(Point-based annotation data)
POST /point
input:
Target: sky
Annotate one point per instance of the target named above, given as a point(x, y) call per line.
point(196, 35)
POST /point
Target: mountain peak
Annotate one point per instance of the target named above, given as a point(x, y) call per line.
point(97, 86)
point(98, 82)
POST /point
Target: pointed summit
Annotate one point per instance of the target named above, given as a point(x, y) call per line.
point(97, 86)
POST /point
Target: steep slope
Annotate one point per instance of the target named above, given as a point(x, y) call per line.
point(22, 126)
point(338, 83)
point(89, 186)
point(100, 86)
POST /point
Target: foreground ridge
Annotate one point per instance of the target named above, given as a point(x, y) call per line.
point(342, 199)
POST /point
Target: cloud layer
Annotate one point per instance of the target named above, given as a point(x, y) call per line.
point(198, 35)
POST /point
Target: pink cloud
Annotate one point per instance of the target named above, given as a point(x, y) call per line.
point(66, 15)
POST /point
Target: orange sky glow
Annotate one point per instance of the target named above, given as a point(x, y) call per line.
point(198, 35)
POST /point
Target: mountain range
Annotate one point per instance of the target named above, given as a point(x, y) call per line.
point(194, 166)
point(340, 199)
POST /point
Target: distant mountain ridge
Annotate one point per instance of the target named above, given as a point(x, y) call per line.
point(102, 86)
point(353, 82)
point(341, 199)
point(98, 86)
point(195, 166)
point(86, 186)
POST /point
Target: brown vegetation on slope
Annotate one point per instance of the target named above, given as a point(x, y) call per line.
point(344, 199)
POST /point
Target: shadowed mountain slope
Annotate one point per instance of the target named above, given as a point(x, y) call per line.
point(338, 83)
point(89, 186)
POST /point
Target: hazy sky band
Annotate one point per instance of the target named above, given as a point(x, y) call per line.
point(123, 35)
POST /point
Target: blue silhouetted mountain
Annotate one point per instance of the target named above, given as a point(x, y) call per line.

Work to do: Rewrite every row above with "Annotate" swapped for "Mark" and all other text left as it is.

Answer for the task:
POST /point
input:
Target: sky
Mark one point per instance of the target named above, given as a point(x, y) call per line.
point(196, 35)
POST /point
Target: mountain peak
Mark one point per instance of the target named above, given as a point(x, y) call per line.
point(97, 86)
point(98, 82)
POST /point
Target: pointed summit
Mark one point per instance of the target named above, given as a point(x, y) call per line.
point(97, 86)
POST /point
Target: steep slope
Mark one point per instance of the target named above, given as a point(x, y) call per line.
point(22, 126)
point(338, 83)
point(89, 186)
point(100, 86)
POST /point
Target: foreground ridge
Mark one point per instance of the target named above, given as a point(x, y) call per line.
point(342, 199)
POST /point
Target: cloud layer
Mark one point per instance of the target named above, given as a point(x, y) call per line.
point(198, 35)
POST /point
Target: pink cloud
Mark one point per instance of the target named above, given as a point(x, y) call per line.
point(66, 15)
POST /point
Target: orange sky glow
Mark one point per instance of the target named above, given as a point(x, y) call per line.
point(198, 35)
POST /point
Target: mountain range
Mark one point per instance of the target named above, given as a point(x, y) call per line.
point(194, 166)
point(340, 199)
POST /point
Target: distant mountain ridge
Mark one point per instance of the target named above, given as a point(x, y) call per line.
point(102, 86)
point(353, 82)
point(341, 199)
point(98, 86)
point(195, 166)
point(86, 186)
POST /point
Target: brown vegetation on slope
Mark one point per instance of the target named above, given as a point(x, y) call per line.
point(344, 199)
POST /point
Target: shadowed mountain slope
Mark one point per instance of the target named above, given as a point(x, y) call per line.
point(338, 83)
point(89, 186)
POST /point
Target: hazy sky band
Mark one point per instance of the target named above, given as a point(x, y) call per line.
point(123, 35)
POST /point
Target: blue silhouetted mountain
Mark one point per instance of the target named above, given as a point(x, y) call per line.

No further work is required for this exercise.